### Records shown
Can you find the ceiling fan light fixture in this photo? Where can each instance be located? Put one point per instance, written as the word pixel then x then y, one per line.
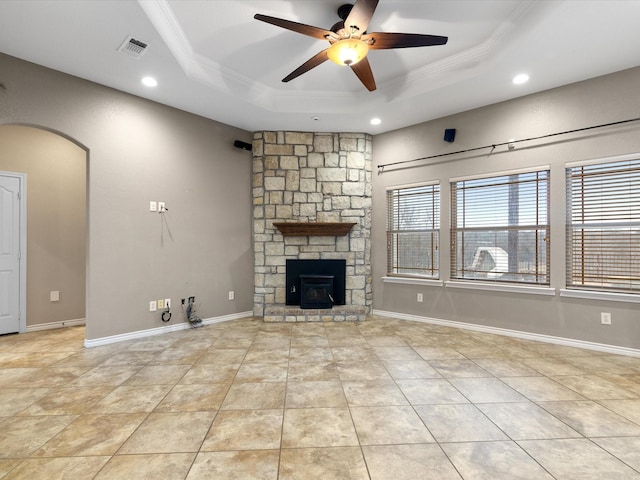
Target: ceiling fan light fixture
pixel 348 51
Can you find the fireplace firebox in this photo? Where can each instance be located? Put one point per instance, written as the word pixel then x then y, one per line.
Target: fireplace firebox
pixel 316 291
pixel 324 282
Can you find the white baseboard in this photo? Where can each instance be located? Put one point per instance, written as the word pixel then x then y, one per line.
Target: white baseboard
pixel 161 330
pixel 51 325
pixel 570 342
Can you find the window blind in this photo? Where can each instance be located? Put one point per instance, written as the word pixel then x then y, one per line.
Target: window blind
pixel 603 226
pixel 500 228
pixel 413 230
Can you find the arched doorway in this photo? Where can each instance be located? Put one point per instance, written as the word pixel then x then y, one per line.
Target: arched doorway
pixel 55 169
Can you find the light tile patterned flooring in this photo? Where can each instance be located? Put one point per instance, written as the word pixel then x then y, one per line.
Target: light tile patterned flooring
pixel 383 399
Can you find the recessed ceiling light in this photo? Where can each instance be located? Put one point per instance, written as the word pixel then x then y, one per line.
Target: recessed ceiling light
pixel 520 79
pixel 149 82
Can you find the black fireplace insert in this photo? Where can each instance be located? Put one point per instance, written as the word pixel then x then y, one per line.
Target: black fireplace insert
pixel 320 269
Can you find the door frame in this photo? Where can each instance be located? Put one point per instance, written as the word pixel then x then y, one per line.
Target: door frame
pixel 22 263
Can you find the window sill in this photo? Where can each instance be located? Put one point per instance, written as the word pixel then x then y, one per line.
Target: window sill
pixel 414 281
pixel 593 295
pixel 495 287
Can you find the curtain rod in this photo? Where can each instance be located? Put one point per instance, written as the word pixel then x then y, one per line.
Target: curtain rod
pixel 494 145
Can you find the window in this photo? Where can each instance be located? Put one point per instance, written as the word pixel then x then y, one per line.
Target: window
pixel 413 228
pixel 500 228
pixel 603 226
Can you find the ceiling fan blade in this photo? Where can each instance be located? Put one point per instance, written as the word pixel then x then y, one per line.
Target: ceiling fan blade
pixel 313 62
pixel 309 30
pixel 383 40
pixel 363 71
pixel 360 15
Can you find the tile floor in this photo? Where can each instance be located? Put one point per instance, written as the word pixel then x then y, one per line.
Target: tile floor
pixel 383 399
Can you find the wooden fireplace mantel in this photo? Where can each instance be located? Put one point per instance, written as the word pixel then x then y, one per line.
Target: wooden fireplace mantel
pixel 305 229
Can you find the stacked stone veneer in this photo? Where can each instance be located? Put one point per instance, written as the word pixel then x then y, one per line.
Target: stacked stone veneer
pixel 311 177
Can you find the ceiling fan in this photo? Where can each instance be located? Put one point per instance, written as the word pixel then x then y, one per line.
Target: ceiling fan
pixel 350 42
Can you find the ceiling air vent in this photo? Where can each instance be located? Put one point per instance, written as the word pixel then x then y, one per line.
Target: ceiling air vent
pixel 134 47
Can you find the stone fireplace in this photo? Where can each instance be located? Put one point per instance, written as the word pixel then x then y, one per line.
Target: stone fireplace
pixel 315 184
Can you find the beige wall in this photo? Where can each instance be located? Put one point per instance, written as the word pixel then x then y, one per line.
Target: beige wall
pixel 598 101
pixel 56 220
pixel 140 151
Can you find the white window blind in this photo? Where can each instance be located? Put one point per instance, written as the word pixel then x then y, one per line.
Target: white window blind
pixel 413 229
pixel 603 226
pixel 500 228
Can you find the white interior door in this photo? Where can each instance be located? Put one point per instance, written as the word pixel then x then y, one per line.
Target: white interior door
pixel 11 271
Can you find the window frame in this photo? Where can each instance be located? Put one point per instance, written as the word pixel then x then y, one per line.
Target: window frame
pixel 433 207
pixel 541 278
pixel 574 288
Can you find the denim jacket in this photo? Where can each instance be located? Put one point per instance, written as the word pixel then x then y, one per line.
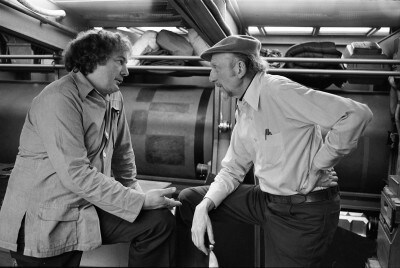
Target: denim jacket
pixel 75 152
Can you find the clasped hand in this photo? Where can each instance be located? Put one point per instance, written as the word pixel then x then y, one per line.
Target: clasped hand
pixel 157 198
pixel 328 178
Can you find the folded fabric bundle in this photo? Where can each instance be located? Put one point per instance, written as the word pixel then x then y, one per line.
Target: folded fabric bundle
pixel 315 50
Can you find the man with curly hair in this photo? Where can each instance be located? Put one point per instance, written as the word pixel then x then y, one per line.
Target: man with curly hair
pixel 73 186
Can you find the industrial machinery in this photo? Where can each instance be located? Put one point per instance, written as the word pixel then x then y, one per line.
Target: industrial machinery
pixel 180 124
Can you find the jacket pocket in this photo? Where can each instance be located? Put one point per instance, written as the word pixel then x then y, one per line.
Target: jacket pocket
pixel 58 227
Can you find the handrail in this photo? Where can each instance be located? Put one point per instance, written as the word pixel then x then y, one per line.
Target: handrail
pixel 277 59
pixel 206 70
pixel 54 57
pixel 197 58
pixel 39 17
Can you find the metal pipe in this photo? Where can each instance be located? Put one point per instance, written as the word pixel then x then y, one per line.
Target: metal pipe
pixel 54 57
pixel 39 17
pixel 278 59
pixel 42 11
pixel 52 67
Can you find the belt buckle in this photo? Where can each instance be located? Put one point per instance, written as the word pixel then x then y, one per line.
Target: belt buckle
pixel 298 199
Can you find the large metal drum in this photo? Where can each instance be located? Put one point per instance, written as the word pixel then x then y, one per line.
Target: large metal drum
pixel 171 126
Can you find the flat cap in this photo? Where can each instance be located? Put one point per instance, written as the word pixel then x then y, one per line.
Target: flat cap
pixel 243 44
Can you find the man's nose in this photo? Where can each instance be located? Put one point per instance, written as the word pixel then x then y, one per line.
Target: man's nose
pixel 124 71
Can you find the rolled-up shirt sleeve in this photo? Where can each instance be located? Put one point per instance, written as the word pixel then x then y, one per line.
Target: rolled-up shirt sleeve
pixel 59 123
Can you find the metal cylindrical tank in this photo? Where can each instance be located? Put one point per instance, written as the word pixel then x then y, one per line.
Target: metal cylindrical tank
pixel 171 126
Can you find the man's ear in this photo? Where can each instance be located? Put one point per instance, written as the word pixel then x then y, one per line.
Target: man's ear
pixel 241 69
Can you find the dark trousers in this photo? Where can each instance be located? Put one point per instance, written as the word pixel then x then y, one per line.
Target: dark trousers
pixel 151 237
pixel 295 235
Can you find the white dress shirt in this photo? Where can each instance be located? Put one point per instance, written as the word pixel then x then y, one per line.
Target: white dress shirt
pixel 278 129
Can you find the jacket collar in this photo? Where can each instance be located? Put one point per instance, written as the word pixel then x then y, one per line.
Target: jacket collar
pixel 252 95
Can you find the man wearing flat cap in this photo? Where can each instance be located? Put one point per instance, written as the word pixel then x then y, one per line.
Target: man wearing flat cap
pixel 278 134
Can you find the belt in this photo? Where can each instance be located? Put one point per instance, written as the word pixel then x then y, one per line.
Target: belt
pixel 317 196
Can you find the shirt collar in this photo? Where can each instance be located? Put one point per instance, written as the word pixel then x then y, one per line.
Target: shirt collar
pixel 252 95
pixel 83 85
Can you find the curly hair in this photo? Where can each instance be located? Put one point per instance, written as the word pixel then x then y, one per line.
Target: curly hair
pixel 93 47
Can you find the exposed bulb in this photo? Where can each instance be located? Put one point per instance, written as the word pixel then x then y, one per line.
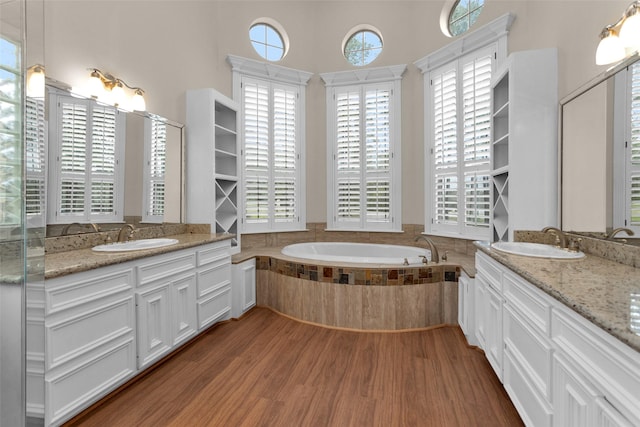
######
▸ **Problem details**
An exact, image-free transcription of all the records above is needed.

▸ **Answer space**
Can you find the ceiling fan light fixture in this photo? Where can each instance be located? Put one point per instance, written as the word pixel then x then y, one per line.
Target: ceiling fan light fixture
pixel 348 51
Can you find the fireplace firebox in this photo? Where can each instance be located? Put one point per instance, written as the word pixel then x then y, one per line.
Target: fireplace firebox
pixel 316 291
pixel 324 282
Can you find the white baseboard in this photo? Where can each instance be located? Put one point per instance, written as the word pixel then x then y, one per line.
Target: white baseboard
pixel 161 330
pixel 51 325
pixel 570 342
Can you find the window blind in this photo? Where can each instance be located? Put one point per instance, written as the word pixel then x then y, one per line.
Target: window blind
pixel 603 226
pixel 500 228
pixel 413 230
Can you find the arched doorway in this photo? Where can each instance be located? Put one point per instance, written as the word pixel then x then y, one per line.
Target: arched doorway
pixel 55 169
Can you find the light tile patterned flooring in this photo? Where can each instance be located? Put one point per instance, written as the word pixel then x then y, one per line.
Target: light tile patterned flooring
pixel 383 399
Can you find the recessed ceiling light in this photo? Where can each instance be located? Put one point per instance, written as the word pixel then x then y, one per line.
Target: recessed ceiling light
pixel 520 79
pixel 149 82
Can you find the black fireplace insert in this photo? Where can each instance be located? Put one point per instance, written as the word pixel then x then y, one per line.
Target: black fireplace insert
pixel 320 269
Can you find the door frame in this photo? Where can each instance be located? Put one point per instance, written as the word pixel then x then y, one per line.
Target: door frame
pixel 22 263
Can you find the window sill in this photo? Where can each instance be located? Put one point per instance, written as the word pixel then x then y, one per line.
Target: window sill
pixel 414 281
pixel 593 295
pixel 495 287
Can you find the curtain rod in this photo? Where can each instance be located? Put one point per instance, written as the word pixel then x then y, one per line.
Target: curtain rod
pixel 494 145
Can you find the window in this photo? Where can each instance be located? Put one point per instance, written as the word pixel then x then y, one per line.
Target: window
pixel 413 228
pixel 500 228
pixel 603 226
Can you find the ceiling fan blade in this photo? Where can each instance be located? Put one point per instance, written as the word pixel then x then y, one per line.
Target: ceiling fan blade
pixel 313 62
pixel 309 30
pixel 383 40
pixel 363 71
pixel 360 15
Can you find the tile floor in this photo? Where can each instance be located? Put one point per instance, written as the word pixel then x then y, one per line.
Target: tile floor
pixel 383 399
Can you find the wooden fireplace mantel in this photo? Where can each instance be located? Put one point per instance, written as the word pixel then x then y, one per line.
Target: wooden fireplace mantel
pixel 305 229
Can you find the stacked stone veneer in this photo? Where can each instance be located? Put one point per instance, written as the word pixel then x then y, one per line.
Target: stacked stone veneer
pixel 311 177
Can you find the ceiling fan in this photo? Where can each instance be located? Put one point per instance, written as the word pixel then x then y, one per line.
Target: ceiling fan
pixel 350 42
Can you find the ceiling air vent in this photo? Where can each instance be located? Put one point per instance, written as the word pixel then x then y, one per line.
Target: ceiling air vent
pixel 134 47
Can you find the stone fireplace in this photo? Where can each instance be located? Put one point per instance, written as the word pixel then x then y, one per line.
Target: stone fireplace
pixel 315 184
Can you find the beige wall in this photo? Where can each instance be located? Put one point per instance, written as the word pixel then x then y, one per line.
Target: beige wall
pixel 598 101
pixel 56 220
pixel 140 151
Can you find the white window blind in this photo? Where can each instance be located? Put one point per instance, written as the word pixel then x then y, one per line.
Target: white window blind
pixel 413 229
pixel 603 226
pixel 500 228
Can you find the white interior door in this photo? Where can each instance be located? Put one point per instance, written as the word pixel then x then y, one per line.
Target: white interior door
pixel 11 271
Can you find the window frame in this photo? Where can each instance be located? Put one point per instance, written as the word pixel then x then y, one per line.
Target: window frame
pixel 433 207
pixel 541 278
pixel 574 288
Can you find the denim jacket in this photo? Where can each instance be located? Put one point per instance, written as the word pixel then x then y, one per line.
Target: denim jacket
pixel 75 152
Can you find the clasped hand in this photo? Where can each instance be located? Put one point per instance, written as the word pixel then x then y, one per line.
Target: clasped hand
pixel 157 198
pixel 328 178
Can you find the folded fabric bundle in this photo? Where can each instance be located? Put one point per instance, written as the word pixel then x then y, one per line.
Target: folded fabric bundle
pixel 315 50
Can you find the man with curly hair in this photo? Where can each instance be located? Put one point per instance, written as the word pixel then x then y, one per line.
Target: man with curly hair
pixel 73 186
Can you find the industrial machinery in this photo? Where can each instance be located? Put one point per instance, written as the word pixel then x then y, one per line.
Target: industrial machinery
pixel 180 124
Can you find the jacket pocket in this photo? Where can each instance be located? Put one point per instance, written as the word pixel then x then y, one per line.
Target: jacket pocket
pixel 58 227
Can you find the handrail in this photo? Where can each instance be located? Put one point per instance, written as the word pixel then x then y, one per line.
Target: handrail
pixel 277 59
pixel 206 70
pixel 54 57
pixel 197 58
pixel 39 17
Can you find the metal pipe in this photo? Where can each instance be located? Put one point per instance, written as the word pixel then x then y, one per line.
Target: metal pipe
pixel 54 57
pixel 39 17
pixel 278 59
pixel 42 11
pixel 52 67
Can you find the belt buckle in this photo? Where can each instance be located? Put one point per instance, written as the word pixel then x then y, one per line.
Target: belt buckle
pixel 298 199
Can you find the large metal drum in this photo? Where can each instance be located? Put one point per instance, written as the word pixel then x then y, one per line.
Target: large metal drum
pixel 171 126
Can you find the flat cap in this photo? Where can each instance be located? Put one point per instance, written as the word pixel then x then y, one per line.
Target: flat cap
pixel 243 44
Can you find the man's nose in this photo? Where can each instance be located? Put one point per instance, written as the word pixel then x then y, one per line.
Target: man's nose
pixel 124 71
Can you find the rolled-up shirt sleeve in this photo? Where can each instance be located? Put one point per instance, written as the word pixel then x then y, one per line.
Target: rolled-up shirt sleeve
pixel 59 123
Can you find the metal cylindrical tank in this photo? Where can each instance be located? Put one point per instance, written as the word pixel then x then y, one per line.
Target: metal cylindrical tank
pixel 171 126
Can you find the man's ear in this photo? Where can each instance be located? Put one point per instance, written as the word pixel then x then y, one per line.
Target: man's ear
pixel 241 69
Can you find the dark trousers in this photo? Where can each instance be located? Put one point per instance, written as the word pixel then x then y, one per line.
Target: dark trousers
pixel 151 237
pixel 295 235
Can you find the white dress shirt in this photo? Where can each instance be located? Put one point per instance, written as the word pixel then x then y, one per line.
Target: white dress shirt
pixel 278 129
Can you find the jacket collar in this photo? Where can each instance be located? Put one point per instance, written as the word pixel then x then y, one per line.
Target: jacket collar
pixel 252 95
Can you find the man wearing flat cap in this photo? Where can each instance be located? Put one point per instance, written as the word pixel then x then y, one per line.
Target: man wearing flat cap
pixel 278 134
Can you find the belt in this photo? Where can each instance be located? Put one point per instance, written as the word pixel then x then y, one per line.
Target: belt
pixel 317 196
Can you find the shirt collar in this photo? Where can each instance be located? Put one point per instance, written as the word pixel then x then y, one per line.
Target: shirt collar
pixel 252 95
pixel 83 85
Can you find the curly hair in this photo? Where can each instance be located? Put one point per instance, written as the word pixel then x then y, one per line.
Target: curly hair
pixel 93 47
Can you find the exposed bulb in this photo? Where can each instance be located? Put one point per instance, written as the word pixel then x then y, one per line.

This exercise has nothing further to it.